- Your objective -
Examine each line of the data. Copy the line if it includes the word "below".

- Given entries -
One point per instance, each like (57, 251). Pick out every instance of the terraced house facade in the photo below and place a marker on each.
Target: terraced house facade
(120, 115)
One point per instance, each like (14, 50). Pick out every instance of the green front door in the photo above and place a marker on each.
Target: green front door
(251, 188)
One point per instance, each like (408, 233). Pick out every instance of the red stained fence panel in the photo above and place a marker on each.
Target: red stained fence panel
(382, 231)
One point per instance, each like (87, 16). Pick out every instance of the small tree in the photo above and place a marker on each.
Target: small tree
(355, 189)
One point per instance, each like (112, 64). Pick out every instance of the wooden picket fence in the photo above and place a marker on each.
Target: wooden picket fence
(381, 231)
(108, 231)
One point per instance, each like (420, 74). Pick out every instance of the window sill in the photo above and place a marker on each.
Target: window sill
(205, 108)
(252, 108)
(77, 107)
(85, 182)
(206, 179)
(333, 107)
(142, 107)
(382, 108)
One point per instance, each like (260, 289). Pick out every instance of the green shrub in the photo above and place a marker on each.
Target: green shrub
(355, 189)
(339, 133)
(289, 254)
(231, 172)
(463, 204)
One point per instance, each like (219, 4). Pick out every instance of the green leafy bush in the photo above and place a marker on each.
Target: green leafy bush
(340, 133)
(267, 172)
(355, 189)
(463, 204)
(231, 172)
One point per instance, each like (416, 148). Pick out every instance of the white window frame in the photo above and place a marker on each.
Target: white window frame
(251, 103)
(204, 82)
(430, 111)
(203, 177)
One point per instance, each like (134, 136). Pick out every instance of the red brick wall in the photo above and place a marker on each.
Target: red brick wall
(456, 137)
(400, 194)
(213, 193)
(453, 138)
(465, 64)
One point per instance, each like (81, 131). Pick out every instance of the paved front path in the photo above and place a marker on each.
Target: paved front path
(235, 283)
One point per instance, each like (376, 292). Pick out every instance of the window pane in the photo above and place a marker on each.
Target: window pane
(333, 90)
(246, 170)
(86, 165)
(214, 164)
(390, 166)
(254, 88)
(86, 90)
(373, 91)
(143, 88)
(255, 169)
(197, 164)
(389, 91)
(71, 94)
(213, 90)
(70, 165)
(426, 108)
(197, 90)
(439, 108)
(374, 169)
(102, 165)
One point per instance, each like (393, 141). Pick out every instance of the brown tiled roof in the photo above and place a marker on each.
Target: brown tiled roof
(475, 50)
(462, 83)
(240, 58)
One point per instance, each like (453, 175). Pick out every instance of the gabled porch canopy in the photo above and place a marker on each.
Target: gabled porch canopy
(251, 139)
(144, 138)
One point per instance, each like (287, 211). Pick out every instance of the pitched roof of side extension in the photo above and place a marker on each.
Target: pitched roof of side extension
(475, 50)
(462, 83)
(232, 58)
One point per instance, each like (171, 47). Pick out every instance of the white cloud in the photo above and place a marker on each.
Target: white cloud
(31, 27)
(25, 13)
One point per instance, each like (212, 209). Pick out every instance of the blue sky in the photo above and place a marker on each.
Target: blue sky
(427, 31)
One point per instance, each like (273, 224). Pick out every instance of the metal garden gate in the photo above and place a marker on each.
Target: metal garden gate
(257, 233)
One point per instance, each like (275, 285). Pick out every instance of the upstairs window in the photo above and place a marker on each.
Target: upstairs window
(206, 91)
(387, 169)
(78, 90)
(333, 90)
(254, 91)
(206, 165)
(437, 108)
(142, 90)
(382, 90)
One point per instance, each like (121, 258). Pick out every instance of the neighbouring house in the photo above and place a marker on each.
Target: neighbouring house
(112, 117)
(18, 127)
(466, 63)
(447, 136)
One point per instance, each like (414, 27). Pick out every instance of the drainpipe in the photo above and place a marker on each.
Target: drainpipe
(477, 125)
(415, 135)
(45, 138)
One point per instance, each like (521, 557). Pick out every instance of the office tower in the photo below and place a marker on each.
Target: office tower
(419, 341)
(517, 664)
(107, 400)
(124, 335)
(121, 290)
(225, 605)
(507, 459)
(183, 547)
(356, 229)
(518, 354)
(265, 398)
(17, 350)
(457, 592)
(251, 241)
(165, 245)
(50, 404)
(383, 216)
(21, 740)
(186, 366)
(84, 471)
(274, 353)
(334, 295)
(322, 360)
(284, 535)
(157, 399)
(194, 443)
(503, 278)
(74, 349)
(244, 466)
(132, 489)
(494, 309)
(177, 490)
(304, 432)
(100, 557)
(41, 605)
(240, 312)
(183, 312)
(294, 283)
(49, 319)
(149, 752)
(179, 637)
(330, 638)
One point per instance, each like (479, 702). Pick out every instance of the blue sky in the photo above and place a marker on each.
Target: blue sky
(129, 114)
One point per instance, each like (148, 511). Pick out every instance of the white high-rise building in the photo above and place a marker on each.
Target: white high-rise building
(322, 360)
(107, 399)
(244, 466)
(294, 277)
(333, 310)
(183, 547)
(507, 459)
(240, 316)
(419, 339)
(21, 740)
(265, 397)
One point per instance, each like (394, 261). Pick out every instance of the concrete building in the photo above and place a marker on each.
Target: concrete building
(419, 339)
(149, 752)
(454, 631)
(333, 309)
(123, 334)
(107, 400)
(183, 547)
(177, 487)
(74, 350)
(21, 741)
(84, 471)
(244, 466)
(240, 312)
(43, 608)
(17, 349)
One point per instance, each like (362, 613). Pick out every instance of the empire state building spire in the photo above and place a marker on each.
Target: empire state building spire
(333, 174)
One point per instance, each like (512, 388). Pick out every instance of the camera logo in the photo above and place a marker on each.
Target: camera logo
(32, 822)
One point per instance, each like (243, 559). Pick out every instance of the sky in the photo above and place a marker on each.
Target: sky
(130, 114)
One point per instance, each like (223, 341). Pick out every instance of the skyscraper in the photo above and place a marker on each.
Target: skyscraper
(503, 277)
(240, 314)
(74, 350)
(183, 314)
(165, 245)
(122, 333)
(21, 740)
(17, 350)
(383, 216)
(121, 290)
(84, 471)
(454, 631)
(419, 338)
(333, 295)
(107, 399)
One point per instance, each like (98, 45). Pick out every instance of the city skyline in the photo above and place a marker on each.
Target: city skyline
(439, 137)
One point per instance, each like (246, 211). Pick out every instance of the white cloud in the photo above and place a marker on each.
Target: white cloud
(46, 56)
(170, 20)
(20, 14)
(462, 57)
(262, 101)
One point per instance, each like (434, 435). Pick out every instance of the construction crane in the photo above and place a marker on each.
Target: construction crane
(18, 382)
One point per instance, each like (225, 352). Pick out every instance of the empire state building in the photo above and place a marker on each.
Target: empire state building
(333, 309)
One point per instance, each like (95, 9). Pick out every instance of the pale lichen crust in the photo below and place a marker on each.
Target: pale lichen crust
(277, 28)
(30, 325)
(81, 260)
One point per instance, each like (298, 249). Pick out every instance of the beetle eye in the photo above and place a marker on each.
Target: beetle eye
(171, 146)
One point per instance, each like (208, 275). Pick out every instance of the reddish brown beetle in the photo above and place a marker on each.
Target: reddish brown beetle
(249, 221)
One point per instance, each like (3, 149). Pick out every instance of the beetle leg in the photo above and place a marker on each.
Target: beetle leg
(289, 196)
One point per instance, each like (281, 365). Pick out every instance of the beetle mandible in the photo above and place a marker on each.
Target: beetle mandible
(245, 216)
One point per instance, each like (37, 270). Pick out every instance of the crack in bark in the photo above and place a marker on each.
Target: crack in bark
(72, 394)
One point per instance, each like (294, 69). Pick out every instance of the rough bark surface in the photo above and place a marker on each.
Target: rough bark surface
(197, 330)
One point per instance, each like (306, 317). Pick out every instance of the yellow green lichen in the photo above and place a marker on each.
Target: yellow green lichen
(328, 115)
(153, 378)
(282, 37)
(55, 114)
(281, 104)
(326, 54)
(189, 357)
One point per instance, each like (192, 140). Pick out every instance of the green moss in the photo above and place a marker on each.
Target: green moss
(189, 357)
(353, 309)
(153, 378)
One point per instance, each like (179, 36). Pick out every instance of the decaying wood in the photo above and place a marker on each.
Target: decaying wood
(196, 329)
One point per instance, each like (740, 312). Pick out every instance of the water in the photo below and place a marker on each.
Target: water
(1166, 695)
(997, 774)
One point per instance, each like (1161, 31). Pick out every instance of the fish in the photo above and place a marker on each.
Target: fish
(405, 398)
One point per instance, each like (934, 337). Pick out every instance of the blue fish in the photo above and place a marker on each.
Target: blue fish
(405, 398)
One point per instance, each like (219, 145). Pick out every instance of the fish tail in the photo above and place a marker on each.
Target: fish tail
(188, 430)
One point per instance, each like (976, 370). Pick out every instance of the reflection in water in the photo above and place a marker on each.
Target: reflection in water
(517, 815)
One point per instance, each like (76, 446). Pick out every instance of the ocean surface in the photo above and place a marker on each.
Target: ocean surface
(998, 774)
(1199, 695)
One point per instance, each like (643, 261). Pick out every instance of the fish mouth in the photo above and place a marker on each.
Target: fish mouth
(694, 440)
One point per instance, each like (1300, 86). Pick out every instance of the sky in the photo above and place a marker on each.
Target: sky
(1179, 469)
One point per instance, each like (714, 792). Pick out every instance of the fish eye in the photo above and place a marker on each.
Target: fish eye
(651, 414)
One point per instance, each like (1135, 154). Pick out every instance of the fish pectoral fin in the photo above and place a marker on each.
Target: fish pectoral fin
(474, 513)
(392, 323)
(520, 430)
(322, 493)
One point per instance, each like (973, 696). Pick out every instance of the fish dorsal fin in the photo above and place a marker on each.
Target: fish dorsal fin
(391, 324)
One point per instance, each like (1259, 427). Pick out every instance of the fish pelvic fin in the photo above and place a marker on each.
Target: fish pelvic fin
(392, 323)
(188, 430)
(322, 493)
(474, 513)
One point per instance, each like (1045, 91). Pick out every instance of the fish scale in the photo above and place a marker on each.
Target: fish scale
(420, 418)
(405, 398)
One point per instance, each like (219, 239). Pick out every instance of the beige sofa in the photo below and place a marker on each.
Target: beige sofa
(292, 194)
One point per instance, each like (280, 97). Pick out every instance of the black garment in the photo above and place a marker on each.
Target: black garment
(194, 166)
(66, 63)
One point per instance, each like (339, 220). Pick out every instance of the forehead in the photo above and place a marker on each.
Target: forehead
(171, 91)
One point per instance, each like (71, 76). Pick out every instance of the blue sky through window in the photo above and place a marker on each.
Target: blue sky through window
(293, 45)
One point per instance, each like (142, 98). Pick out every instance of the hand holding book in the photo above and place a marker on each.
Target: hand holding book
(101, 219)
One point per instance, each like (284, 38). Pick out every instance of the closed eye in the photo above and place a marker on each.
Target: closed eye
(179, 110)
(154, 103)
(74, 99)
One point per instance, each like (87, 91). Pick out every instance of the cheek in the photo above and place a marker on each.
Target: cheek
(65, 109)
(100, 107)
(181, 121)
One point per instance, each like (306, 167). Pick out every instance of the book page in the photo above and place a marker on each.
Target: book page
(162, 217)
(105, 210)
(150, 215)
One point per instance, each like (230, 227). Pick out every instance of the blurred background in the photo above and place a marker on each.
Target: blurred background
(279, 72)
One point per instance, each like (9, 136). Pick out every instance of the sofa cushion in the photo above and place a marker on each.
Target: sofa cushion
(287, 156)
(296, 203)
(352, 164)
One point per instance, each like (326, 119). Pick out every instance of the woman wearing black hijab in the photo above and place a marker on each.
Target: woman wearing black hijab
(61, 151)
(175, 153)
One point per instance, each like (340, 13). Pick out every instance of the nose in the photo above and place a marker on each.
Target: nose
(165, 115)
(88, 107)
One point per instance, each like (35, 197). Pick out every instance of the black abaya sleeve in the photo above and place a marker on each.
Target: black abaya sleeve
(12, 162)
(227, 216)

- Solution to the problem -
One point per instance, each like (57, 251). Pick out every instance of the terraced house facade in the photo below and place a marker on each.
One point per instance, each like (521, 557). Pick out every instance of the office tower in the photo below and place a marker on each.
One point per instance, each like (95, 9). Pick out every instance of the pale lichen crust in the photo below and place a marker on each.
One point per instance, each like (740, 312). Pick out every instance of the water in the photo below and place a marker on each.
One point per instance, each like (219, 239). Pick out every instance of the beige sofa in the photo below and place a marker on each.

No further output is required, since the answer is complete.